Thursday, August 14, 2014

In praise of PAUP*

Hell is freezing over! Pigs are flying! PAUP* is getting updated for the first time in twelve years!

Jokes aside, this is great news. PAUP*, short for Phylogenetic Analysis Using Parsimony (* and other methods), is one of the best known software tools for phylogenetics. Indeed to me it is pretty much the phylogenetic software tool. Yes, depending on the task at hand I also use TNT, RAxML, Mesquite, MrBayes and BEAST with various of its add-ons, but PAUP* is the one I started out with while writing my thesis and it is still the one I feel most comfortable using.

Another major issue is what you can and cannot do with the various programs. The downside of PAUP*, or at least of the previous version, is that it is comparatively slow. So if you have a large dataset with many taxa, you are better off using TNT for parsimony and RAxML for likelihood analyses. But PAUP* can do various kinds of analyses that no other software can do; for example, I would not know how to conduct a Templeton test without it.

* [ENTRIES]:
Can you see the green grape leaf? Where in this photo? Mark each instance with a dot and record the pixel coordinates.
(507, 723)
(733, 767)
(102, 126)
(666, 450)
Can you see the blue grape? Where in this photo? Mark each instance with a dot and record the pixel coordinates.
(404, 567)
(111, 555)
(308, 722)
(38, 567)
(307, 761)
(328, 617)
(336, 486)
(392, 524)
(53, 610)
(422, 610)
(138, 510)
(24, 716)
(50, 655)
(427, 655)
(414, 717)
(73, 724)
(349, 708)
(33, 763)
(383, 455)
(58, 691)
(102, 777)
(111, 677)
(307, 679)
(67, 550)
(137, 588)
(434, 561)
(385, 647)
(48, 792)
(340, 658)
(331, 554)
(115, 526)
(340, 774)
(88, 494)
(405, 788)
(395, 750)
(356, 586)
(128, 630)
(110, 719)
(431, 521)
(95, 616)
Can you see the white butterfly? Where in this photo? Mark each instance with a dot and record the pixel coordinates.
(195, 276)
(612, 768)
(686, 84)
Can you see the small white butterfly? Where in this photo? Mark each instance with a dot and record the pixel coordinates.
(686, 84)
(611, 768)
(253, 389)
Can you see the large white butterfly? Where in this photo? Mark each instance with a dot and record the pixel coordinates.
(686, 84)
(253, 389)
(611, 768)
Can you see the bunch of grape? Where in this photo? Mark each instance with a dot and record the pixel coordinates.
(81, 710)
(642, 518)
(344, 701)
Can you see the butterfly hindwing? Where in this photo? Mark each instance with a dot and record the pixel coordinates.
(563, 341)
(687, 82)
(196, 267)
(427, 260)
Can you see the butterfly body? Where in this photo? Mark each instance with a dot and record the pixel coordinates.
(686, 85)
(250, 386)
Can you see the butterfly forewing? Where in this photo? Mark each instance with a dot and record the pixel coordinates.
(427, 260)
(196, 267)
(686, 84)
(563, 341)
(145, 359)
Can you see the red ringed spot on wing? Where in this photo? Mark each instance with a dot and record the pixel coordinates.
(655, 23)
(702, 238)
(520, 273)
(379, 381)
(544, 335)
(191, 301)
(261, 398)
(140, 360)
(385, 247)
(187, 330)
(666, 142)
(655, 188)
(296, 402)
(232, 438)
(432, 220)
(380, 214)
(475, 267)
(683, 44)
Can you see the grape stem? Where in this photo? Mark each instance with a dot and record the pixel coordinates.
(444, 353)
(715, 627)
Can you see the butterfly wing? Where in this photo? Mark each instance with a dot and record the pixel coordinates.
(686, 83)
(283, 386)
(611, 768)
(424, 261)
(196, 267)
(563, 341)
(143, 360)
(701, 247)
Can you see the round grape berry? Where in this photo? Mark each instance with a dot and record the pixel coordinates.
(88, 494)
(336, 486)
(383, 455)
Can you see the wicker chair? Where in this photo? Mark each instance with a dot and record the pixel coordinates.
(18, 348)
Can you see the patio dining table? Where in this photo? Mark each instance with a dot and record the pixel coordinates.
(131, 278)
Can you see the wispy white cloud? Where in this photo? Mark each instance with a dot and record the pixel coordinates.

* [TASKS AND EXERCISES]:
A - Name every software program other than PAUP* that the blog post in praise of PAUP* mentions.
B - Write the next paragraph of the blog post in praise of PAUP*, picking up after its final sentence.
The data are not needed for this work.

* [ANSWERS TO THE TASKS]:
A - TNT, RAxML, Mesquite, MrBayes, BEAST

B -
(My experience with PHYLIP is limited. Maybe it can do some of the same things. The problem is that its combination of rather excessive modularity and a call centre style user interface - on the lines of "press 3 for this kind of analysis" - has put me off using it so far.)

So over the past few years I have sometimes worried about the day when PAUP* would suddenly stop working on the newest computers. It is good to know that a new version is coming up!

The idea is that ultimately there will be GUIs for Win and Mac that one has to buy, but that command line versions for Win, Mac and Linux will be free. I guess I will be happy to use command line myself, but it might be a good idea to get a GUI licence for small student projects where the student cannot necessarily be expected to learn the PAUP* commands.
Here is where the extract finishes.